* _WHAT IS EXPECTED_
Copy each line from the entries that the word "bathroom" appears in.

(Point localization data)
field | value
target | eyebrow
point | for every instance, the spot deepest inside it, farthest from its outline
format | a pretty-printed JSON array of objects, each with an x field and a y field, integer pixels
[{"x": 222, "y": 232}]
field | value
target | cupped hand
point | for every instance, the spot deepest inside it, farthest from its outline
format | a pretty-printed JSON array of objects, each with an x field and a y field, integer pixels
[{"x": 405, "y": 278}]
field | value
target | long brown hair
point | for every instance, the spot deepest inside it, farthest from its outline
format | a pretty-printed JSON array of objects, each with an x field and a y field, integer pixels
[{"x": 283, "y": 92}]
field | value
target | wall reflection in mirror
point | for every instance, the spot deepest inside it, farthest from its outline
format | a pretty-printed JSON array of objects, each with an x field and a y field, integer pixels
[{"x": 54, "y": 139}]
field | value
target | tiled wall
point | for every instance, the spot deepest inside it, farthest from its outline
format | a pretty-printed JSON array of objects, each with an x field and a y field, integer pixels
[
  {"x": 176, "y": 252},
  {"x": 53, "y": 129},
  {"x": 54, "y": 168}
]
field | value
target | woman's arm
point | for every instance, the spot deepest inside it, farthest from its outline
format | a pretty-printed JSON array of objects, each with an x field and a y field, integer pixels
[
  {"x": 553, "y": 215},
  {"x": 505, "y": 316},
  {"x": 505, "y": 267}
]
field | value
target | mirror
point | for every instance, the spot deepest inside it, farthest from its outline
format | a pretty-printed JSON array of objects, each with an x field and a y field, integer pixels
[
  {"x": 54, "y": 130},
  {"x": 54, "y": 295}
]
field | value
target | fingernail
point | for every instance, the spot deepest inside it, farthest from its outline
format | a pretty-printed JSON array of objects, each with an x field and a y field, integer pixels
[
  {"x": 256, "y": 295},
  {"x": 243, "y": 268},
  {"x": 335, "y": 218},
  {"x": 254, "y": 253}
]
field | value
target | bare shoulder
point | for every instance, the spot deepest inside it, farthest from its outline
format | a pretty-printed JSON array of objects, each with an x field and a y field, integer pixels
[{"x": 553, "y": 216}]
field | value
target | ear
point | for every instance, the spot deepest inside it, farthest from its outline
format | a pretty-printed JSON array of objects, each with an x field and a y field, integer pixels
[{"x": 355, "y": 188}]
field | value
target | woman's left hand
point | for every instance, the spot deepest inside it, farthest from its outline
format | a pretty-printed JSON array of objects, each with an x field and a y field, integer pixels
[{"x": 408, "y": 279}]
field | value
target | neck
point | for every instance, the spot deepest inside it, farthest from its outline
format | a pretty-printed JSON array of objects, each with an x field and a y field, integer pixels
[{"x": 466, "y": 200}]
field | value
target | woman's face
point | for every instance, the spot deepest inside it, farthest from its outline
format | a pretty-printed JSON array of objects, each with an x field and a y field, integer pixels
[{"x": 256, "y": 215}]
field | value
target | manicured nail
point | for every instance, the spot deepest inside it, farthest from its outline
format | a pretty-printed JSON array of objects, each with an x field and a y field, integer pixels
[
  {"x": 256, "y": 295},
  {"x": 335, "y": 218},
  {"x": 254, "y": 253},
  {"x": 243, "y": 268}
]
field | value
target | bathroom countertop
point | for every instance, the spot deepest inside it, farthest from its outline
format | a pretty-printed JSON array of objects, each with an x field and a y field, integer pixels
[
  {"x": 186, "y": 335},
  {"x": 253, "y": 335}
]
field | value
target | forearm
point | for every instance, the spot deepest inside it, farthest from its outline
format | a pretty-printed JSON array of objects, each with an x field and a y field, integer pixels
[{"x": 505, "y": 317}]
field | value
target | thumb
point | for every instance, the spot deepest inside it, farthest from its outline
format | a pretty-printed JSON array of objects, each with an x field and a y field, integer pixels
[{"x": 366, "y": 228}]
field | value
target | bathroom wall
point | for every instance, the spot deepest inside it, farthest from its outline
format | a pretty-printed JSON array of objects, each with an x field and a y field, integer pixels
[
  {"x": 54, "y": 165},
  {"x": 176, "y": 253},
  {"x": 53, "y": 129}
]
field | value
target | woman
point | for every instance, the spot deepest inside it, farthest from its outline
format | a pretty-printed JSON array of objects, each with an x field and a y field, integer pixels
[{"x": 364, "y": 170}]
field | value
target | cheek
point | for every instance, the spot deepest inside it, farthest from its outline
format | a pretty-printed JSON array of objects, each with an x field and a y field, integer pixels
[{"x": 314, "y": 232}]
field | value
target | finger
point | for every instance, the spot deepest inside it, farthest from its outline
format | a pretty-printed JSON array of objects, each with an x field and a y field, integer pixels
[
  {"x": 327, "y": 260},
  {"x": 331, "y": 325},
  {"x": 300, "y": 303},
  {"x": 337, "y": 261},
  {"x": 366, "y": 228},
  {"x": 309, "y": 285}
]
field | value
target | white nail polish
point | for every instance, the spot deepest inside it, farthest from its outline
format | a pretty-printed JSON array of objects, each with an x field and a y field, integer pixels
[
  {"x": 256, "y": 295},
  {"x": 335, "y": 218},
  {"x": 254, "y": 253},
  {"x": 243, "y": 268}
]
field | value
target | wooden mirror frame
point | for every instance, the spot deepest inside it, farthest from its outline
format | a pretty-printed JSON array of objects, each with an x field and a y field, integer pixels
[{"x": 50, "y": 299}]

* _OUTPUT OF THE EXERCISE_
target | bathroom countertop
target | bathroom wall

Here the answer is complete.